** BEGIN SUPPLIED PASSAGE **
For my Veteran friends and our families !



YOU CAN LEAVE THE MILITARY -- BUT IT NEVER REALLY LEAVES YOU!

This article sums it up quite well. By Ken Burger, the Charleston Post and Courier: Thurs, March 4, 2010

Occasionally, I venture back to NAS, Meridian where I'm greeted by an imposing security guard who looks carefully at my identification card, hands it back and says, "Have a good day, Sr. Chief."

Every time I go back to any Navy Base it feels good to be called by my previous rank, but odd to be in civilian clothes, walking among the servicemen and servicewomen going about their duties as I once did, many years ago.

The military is a comfort zone for anyone who has ever worn the uniform. It's a place where you know the rules and know they are enforced -- a place where everybody is busy, but not too busy to take care of business.

Because there exists behind the gates of every military facility an institutional understanding of respect, order, uniformity, accountability and dedication that becomes part of your marrow and never, ever leaves you.

Personally, I miss the fact that you always knew where you stood in the military, and who you were dealing with. That's because you could read somebody's uniform from 20 feet away and know the score.

Service personnel wear their careers on their sleeves, so to speak. When you approach each other, you can read their name tag, examine their rank and, if they are in dress uniform, read their ribbons and know where they've served.
** END SUPPLIED PASSAGE **
** BEGIN RECORDS **
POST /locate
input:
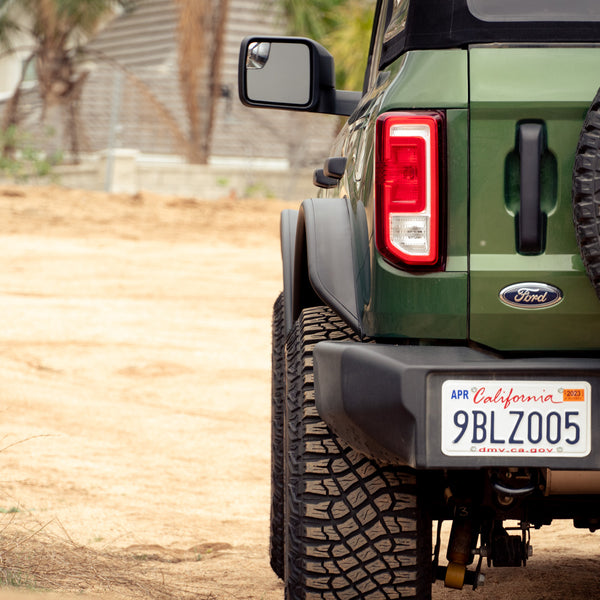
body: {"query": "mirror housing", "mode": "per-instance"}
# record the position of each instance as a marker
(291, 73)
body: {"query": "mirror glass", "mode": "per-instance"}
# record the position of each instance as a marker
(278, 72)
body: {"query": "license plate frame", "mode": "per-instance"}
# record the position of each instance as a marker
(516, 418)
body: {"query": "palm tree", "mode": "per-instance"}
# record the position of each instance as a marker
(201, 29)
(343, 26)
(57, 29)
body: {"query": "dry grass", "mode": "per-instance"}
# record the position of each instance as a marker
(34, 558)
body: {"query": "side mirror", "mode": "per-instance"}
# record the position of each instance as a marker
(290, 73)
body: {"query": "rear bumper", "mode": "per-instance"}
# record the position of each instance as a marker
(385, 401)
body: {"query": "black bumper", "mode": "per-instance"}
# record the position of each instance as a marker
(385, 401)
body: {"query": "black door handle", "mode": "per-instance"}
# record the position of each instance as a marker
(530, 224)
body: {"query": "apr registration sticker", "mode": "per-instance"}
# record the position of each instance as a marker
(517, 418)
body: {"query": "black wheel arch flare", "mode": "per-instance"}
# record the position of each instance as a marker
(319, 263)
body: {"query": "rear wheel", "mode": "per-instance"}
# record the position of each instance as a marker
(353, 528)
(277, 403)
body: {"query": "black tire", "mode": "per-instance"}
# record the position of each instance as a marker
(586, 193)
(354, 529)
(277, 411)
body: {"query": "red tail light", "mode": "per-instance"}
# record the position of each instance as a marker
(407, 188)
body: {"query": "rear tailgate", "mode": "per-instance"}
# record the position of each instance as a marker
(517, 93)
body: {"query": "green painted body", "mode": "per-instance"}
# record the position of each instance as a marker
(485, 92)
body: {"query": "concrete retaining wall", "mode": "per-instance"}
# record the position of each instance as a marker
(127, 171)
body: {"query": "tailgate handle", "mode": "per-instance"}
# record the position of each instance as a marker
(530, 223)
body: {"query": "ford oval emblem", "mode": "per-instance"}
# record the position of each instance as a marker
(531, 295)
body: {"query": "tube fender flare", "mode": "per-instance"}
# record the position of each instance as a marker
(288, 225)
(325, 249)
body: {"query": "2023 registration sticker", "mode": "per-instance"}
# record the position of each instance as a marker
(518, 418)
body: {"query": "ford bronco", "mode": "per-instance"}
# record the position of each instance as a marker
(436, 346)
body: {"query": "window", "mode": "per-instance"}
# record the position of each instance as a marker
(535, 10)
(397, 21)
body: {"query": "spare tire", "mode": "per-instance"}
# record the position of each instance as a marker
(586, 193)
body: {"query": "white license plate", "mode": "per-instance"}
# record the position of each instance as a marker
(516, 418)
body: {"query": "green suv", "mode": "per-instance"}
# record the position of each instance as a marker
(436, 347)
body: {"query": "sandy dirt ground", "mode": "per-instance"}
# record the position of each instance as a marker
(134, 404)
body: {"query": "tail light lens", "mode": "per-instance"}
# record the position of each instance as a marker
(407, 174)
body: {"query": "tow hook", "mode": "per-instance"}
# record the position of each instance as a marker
** END RECORDS **
** BEGIN RECORDS **
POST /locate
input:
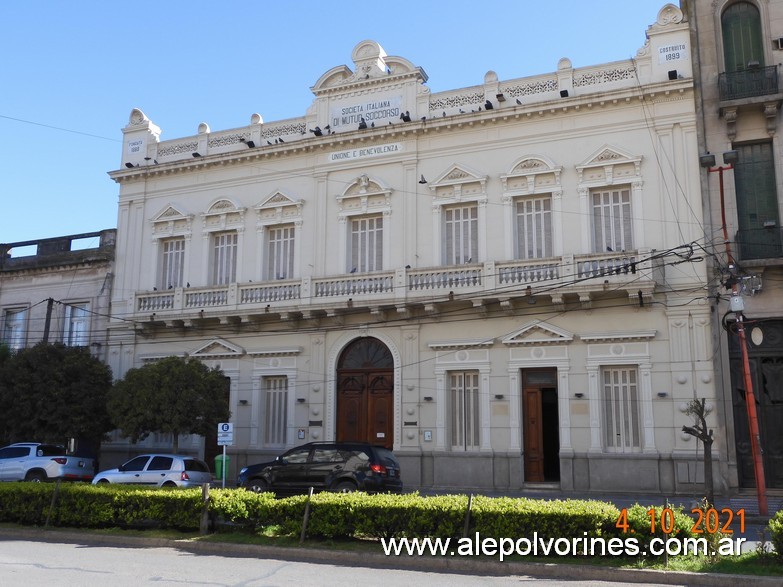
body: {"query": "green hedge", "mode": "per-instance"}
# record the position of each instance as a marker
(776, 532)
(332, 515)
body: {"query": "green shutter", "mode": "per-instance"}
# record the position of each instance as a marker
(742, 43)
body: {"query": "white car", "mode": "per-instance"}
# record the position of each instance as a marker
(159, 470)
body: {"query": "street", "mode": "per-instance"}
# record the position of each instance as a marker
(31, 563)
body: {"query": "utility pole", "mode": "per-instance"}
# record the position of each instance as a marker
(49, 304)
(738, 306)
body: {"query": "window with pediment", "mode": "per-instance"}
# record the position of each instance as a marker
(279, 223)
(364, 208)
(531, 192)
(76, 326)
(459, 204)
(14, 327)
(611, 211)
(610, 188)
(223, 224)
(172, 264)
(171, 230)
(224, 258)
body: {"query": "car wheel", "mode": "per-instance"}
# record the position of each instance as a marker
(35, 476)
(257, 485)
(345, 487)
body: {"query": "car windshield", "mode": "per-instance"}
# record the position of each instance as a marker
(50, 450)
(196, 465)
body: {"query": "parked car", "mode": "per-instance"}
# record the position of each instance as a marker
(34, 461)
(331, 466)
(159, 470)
** END RECORDS **
Carry on the essay above about military life staying with veterans, starting after its final sentence.

I miss all those little things you take for granted when you're in the ranks, like breaking starch on a set of fatigues fresh from the laundry and standing in a perfectly straight line military formation that looks like a mirror as it stretches to the endless horizon.

I miss the sight of troops marching in the early morning mist, the sound of boot heels thumping in unison on the tarmac, the bark of drill instructors and the sing-song answers from the squads as they pass by in review.

To romanticize military service is to be far removed from its reality, because it's very serious business -- especially in times of war.

But I miss the salutes I'd throw at officers and the crisp returns as we criss-crossed with a "by your leave sir".

I miss the smell of jet fuel hanging heavily on the night air and the sound of engines roaring down runways and disappearing into the clouds. The same goes for carrier duty.

I even miss the hurry-up-and-wait mentality that enlisted men gripe about constantly, a masterful invention that bonded people more than they'll ever know or admit.

I miss people taking off their hats when they enter a building, speaking directly and clearly to others and never showing disrespect for rank, race, religion or gender.

Mostly, I miss being a small cog in a machine so complex it constantly circumnavigates the Earth and so simple it feeds everyone on time, three times a day, on the ground, in the air or at sea.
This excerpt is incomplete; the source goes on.